Excerpts of location labeling data
____
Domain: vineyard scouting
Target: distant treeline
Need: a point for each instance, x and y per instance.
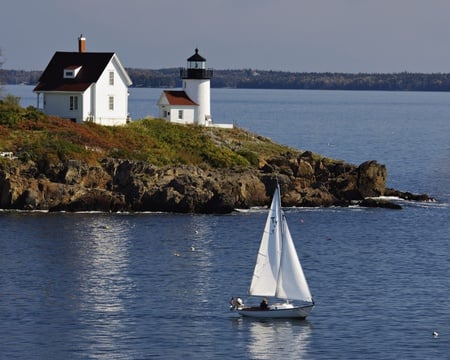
(263, 79)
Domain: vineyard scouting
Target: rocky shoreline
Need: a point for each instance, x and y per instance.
(115, 185)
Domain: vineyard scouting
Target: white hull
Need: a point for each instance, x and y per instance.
(300, 312)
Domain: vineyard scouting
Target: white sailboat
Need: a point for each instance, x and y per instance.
(278, 273)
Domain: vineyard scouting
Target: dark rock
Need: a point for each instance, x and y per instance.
(121, 185)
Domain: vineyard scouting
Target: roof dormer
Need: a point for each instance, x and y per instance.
(71, 72)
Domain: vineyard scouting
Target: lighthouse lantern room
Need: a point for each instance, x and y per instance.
(196, 84)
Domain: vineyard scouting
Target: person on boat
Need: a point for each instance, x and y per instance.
(232, 302)
(264, 305)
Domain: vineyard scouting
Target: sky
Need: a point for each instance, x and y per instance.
(370, 36)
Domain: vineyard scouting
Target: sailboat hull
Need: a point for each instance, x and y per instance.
(299, 312)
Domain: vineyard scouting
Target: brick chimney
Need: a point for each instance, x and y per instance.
(81, 43)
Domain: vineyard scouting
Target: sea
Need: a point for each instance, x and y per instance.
(157, 285)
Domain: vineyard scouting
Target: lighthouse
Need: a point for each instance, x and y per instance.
(196, 85)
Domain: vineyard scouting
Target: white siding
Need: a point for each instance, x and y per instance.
(119, 91)
(199, 91)
(59, 104)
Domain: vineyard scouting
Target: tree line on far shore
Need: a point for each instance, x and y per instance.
(267, 79)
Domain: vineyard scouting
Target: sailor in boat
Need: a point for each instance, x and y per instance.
(264, 305)
(236, 304)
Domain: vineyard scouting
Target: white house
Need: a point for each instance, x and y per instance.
(191, 105)
(85, 86)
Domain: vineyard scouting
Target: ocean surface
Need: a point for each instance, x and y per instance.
(155, 285)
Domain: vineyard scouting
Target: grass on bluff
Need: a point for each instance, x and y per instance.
(31, 135)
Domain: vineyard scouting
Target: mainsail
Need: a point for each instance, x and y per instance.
(278, 272)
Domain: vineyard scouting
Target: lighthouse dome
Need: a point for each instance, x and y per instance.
(196, 57)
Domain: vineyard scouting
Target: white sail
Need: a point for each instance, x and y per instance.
(291, 279)
(265, 274)
(278, 272)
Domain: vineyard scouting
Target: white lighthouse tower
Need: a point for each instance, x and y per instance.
(196, 84)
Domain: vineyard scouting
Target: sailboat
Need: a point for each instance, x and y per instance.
(278, 273)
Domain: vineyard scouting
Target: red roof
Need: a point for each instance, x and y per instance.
(178, 97)
(92, 66)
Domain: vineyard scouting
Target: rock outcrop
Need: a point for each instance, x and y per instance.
(122, 185)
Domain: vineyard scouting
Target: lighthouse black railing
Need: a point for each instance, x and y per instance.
(196, 73)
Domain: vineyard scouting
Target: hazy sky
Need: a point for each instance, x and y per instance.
(291, 35)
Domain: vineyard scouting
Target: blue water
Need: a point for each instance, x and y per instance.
(139, 286)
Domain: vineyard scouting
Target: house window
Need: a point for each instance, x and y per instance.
(73, 103)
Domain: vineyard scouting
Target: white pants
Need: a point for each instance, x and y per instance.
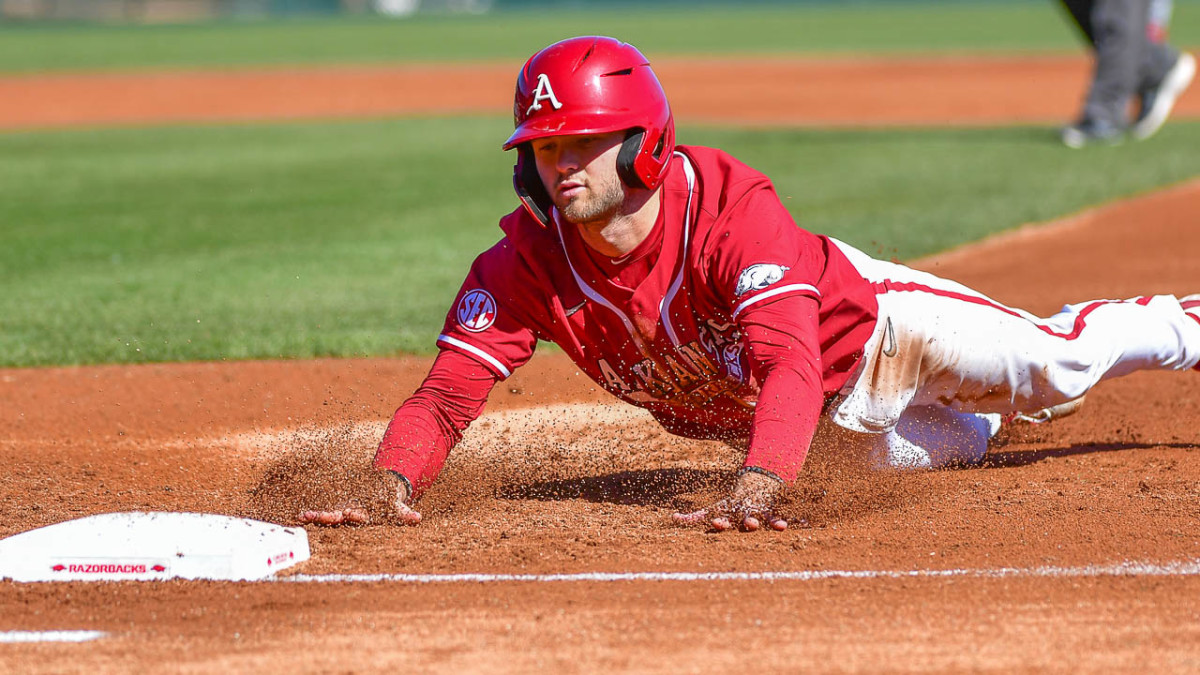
(946, 360)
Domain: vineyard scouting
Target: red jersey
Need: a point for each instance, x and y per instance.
(724, 293)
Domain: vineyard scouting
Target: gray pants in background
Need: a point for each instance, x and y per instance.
(1127, 60)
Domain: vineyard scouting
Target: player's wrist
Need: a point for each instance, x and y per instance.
(403, 488)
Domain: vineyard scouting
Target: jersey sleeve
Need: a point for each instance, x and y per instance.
(781, 340)
(431, 422)
(759, 255)
(765, 270)
(495, 317)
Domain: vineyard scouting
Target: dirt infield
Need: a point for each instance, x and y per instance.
(832, 91)
(556, 481)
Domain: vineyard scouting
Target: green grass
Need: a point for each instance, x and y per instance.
(343, 239)
(513, 36)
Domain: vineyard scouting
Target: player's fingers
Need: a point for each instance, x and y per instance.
(687, 519)
(355, 517)
(721, 524)
(407, 515)
(322, 517)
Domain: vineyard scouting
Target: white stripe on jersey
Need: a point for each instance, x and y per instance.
(475, 351)
(774, 292)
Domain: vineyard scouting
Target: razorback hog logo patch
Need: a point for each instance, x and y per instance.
(759, 276)
(544, 91)
(477, 310)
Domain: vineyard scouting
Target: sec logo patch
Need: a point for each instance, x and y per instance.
(477, 310)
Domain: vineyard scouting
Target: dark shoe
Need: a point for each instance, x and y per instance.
(1158, 101)
(1092, 132)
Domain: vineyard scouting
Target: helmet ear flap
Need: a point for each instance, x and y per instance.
(628, 156)
(528, 185)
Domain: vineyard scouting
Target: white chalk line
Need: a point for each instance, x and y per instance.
(11, 637)
(1189, 568)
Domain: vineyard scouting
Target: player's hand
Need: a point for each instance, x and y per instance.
(400, 511)
(750, 507)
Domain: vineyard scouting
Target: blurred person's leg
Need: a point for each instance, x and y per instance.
(1117, 33)
(1164, 72)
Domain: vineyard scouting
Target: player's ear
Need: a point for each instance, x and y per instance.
(527, 183)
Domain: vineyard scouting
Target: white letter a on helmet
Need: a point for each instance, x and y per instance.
(543, 93)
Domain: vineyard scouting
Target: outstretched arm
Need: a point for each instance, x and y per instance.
(781, 338)
(419, 437)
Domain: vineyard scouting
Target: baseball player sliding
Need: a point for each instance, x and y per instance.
(673, 278)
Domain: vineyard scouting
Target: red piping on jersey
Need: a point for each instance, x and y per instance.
(1080, 321)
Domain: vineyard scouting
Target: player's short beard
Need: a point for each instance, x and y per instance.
(605, 202)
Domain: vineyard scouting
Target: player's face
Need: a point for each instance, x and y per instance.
(580, 173)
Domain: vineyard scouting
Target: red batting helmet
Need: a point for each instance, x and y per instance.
(593, 85)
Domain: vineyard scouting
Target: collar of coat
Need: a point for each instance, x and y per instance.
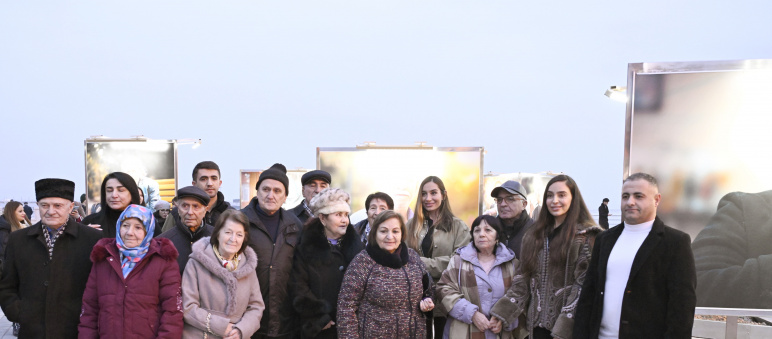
(399, 258)
(315, 247)
(204, 254)
(106, 248)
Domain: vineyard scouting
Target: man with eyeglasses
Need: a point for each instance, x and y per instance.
(42, 288)
(511, 203)
(191, 204)
(313, 182)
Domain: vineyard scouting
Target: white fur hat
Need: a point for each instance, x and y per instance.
(330, 200)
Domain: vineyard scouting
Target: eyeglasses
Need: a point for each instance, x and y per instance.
(509, 200)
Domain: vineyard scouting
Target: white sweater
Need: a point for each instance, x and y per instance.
(620, 261)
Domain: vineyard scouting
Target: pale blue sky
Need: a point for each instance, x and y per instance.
(269, 81)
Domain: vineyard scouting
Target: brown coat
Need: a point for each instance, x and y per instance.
(212, 296)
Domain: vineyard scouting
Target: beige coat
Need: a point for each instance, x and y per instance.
(213, 297)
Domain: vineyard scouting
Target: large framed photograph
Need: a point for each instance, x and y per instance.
(702, 129)
(152, 163)
(398, 171)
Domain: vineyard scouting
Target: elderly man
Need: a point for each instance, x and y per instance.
(206, 176)
(375, 204)
(47, 265)
(641, 280)
(313, 182)
(191, 204)
(511, 203)
(273, 234)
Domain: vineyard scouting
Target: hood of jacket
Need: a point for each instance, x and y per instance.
(106, 247)
(203, 253)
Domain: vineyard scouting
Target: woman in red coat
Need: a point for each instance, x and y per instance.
____
◆ Request: Extract the text of all the records above verbatim, excluding pictures.

◆ Output:
Domain: vineyard scouting
Target: distant treeline
Need: a point for each instance, x and y per instance.
(263, 79)
Domain: vineyard scouting
Target: rocky shoreline
Need: a point for each instance, x and y per instance.
(115, 185)
Domain: vineyard scouting
Target: white hull
Need: a point for each instance, x and y per instance.
(300, 312)
Domain: vineyard scouting
Target: white sailboat
Need: a point for each instance, x and y per instance.
(278, 273)
Domain: vineyard scouting
Target: dark rock
Need: a point for each instance, x and y per instance.
(121, 185)
Domain: vineyard scouting
Target: roof dormer
Need: a point for each instance, x and y per instance.
(71, 72)
Domain: vineyard scouting
Target: lighthouse lantern room
Need: a point for each instance, x and y per instance.
(196, 84)
Domain: vineyard scouting
Target: person on boat
Need: a point for each instance, x and y per instance.
(232, 302)
(264, 305)
Domain: vineyard scouting
Target: sky
Need: a point for each instance, x and y per instance.
(370, 36)
Domain: vineyard scouting
Target: sailboat hull
Need: a point for each instance, x and y per instance.
(299, 312)
Domain: vineyard scouting
Target: brick chimney
Need: a point for each instance, x and y per instance.
(81, 43)
Domain: vineyard scouting
Target: sea
Need: a point for each instance, x and y per instance.
(157, 285)
Domain: vineyard scouting
Target: lighthouse
Need: a point for each instance, x and y per instance.
(196, 85)
Domain: vineyard scouting
Target: white siding
Need: a point for each instance, x and y per instance.
(119, 91)
(199, 91)
(59, 104)
Domain: vineyard scouting
Target: tree line on far shore
Need: a point for each instance, x and y per instance.
(267, 79)
Domain: vineyard scouting
Target: sailor in boat
Need: a point for each instance, x and y per instance.
(264, 305)
(236, 304)
Domain: vineyard scouting
Target: white house
Need: a point for each instance, x and y per instance.
(191, 105)
(85, 86)
Domain: vineyard scouting
Target: ocean surface
Need: a point for each instance, x and y per instance.
(155, 285)
Domain: vineyard scouting
Target: grass on bluff
Need: a point for each instance, x and y per instance.
(31, 135)
Domain: vineyard scouting
Target: mainsail
Need: a point for each instance, x and y per instance.
(278, 272)
Domain: vineyard scouting
Target: lighthouse dome
Need: a point for each instance, x and y per instance.
(196, 57)
Domain: vineyard scouting
Target: white sail
Need: a point for each instance, x and y per instance.
(291, 279)
(265, 274)
(278, 272)
Domain: vineyard scouting
Target: white lighthouse tower
Need: a point for each instance, x and y per instance.
(196, 84)
Domain: vineyard scouting
Target: sailboat
Need: a point for each instance, x and y per instance.
(278, 273)
Domain: vineyard scouting
Target: red roof
Need: a point for each instance, x and y per instance.
(178, 97)
(92, 66)
Domain: vineyard scouting
Target: rock outcrop
Need: a point for each instance, x and y per instance.
(122, 185)
Domain: vineyard scouting
Target: lighthouse black railing
Need: a point for each instance, x and y per instance.
(196, 73)
Domain: vineyard scouting
Target: hazy sky
Need: a point for each instance, x and y per instance.
(291, 35)
Domain: vineyard scouting
Target: blue water
Need: a point for each instance, x and y per instance.
(139, 286)
Domain: vineyard scouting
Target: house window
Need: a point for each instance, x and y per instance.
(73, 103)
Domain: vineyard scouting
Target: white pants
Need: a point for each instance, x and y per instance.
(946, 360)
Domain: vineyard scouting
Target: red jersey
Need: a point for each instance, x and y per instance.
(724, 293)
Domain: vineyard scouting
Target: gray pants in background
Need: a point for each instance, x and y per instance.
(1127, 60)
Domain: vineyard scouting
Target: player's wrist
Need: a point for each instance, x and y per instance.
(403, 488)
Domain: vineyard scouting
Target: jersey sleeve
Need: a point for each instance, x and y per instance.
(781, 340)
(431, 422)
(759, 255)
(765, 270)
(495, 317)
Domain: vineyard scouting
Target: dirt infield
Need: a point for each instance, x and y per instance.
(832, 91)
(556, 481)
Domain: vineyard scouting
Target: green grass
Need: a point for each instance, x and y per instance.
(343, 239)
(513, 36)
Domain: vineyard scouting
Target: player's fingers
Need: a point for each instance, x and y per instance.
(687, 519)
(355, 517)
(721, 524)
(407, 515)
(322, 517)
Domain: vineyard scouting
Target: white stripe on jersey
Need: a point for each instance, x and y per instance.
(475, 351)
(774, 292)
Domain: vineyard scouting
Target: razorback hog logo patch
Need: a point for each instance, x and y per instance.
(759, 276)
(544, 91)
(477, 310)
Domain: vineyard scouting
Target: sec logo patch
Need: a point for each instance, x and y per instance.
(477, 310)
Domain: vineyard scouting
Target: dark shoe
Need: a point for each instance, x and y per instance.
(1158, 101)
(1092, 132)
Domain: vineyard scouting
Target: helmet ear flap
Need: a point for each instance, x and y per instance.
(628, 156)
(528, 185)
Domain: vineyard scouting
Target: white chalk line
Need: a point for each instance, x and y per instance.
(11, 637)
(1189, 568)
Domain: vineyard scouting
Target: player's hand
Need: a point for each instance, x and y per instance.
(400, 511)
(750, 507)
Domain: vineyard scouting
Target: blurred person's leg
Need: a point for each instance, x and y per instance.
(1117, 33)
(1164, 72)
Domain: vineyard scouting
Target: player's ear
Need: a point for each instance, x and y per instance.
(527, 183)
Domain: vineyard scouting
Target: white letter a on helmet
Need: a point for each instance, x and y per instance.
(543, 93)
Domain: vineyard scouting
Target: outstretched arm
Need: a point for each instance, x and y per instance.
(781, 338)
(419, 437)
Domain: vineyard scouting
Target: baseball player sliding
Need: a point for each instance, x and y per instance.
(673, 278)
Domain: vineyard scouting
Target: red piping on jersey
Need: a point for each instance, x and y per instance.
(1080, 321)
Domain: vineyard scouting
Target: player's short beard
Need: a point for each instance, x and y per instance.
(605, 202)
Domain: vineyard scouting
Target: player's face
Need: a point for each instance, x and y per instance.
(580, 173)
Domain: vineyard scouting
Target: red batting helmet
Need: a point for each instance, x and y per instance.
(593, 85)
Domain: vineyard scouting
Target: collar of coat
Need: a point for each instance, x and y per instance.
(399, 258)
(315, 247)
(204, 254)
(106, 248)
Domain: vineyard scouting
Target: man with eyeglasses
Need: a point for each instance, x and y per instance.
(42, 288)
(511, 203)
(191, 204)
(313, 182)
Domain: vineyard scouting
Target: white fur hat
Need: a point for each instance, x and y per instance.
(330, 200)
Domain: vineyard scouting
Target: eyeglasses
Need: a point for each instance, x and y per instance.
(509, 200)
Domain: vineyard scouting
Target: white sweater
Need: a point for each instance, x and y per instance.
(620, 261)
Domain: vineyard scouting
Target: pale blue sky
Need: a point for each instance, x and y per instance.
(269, 81)
Domain: vineyard scouting
Target: brown coat
Need: a point for each instance, x and y per instance.
(212, 296)
Domain: vineyard scouting
Target: beige coat
Need: a point for each instance, x and y per instance.
(213, 297)
Domain: vineyard scouting
Target: large framed photograph
Need: a point for each instance, x and y per instance.
(702, 129)
(152, 163)
(398, 171)
Domain: vineyard scouting
Target: elderly man
Need: a point for each instance, x and y per instance.
(206, 176)
(375, 204)
(47, 265)
(641, 280)
(313, 182)
(191, 204)
(511, 203)
(273, 234)
Domain: vineyard scouting
Target: hood of jacket
Need: a point for each instance, x and y per instance.
(106, 247)
(203, 253)
Domain: vineyard scouting
Target: woman in red coat
Need: a point for each instance, x and y per instance.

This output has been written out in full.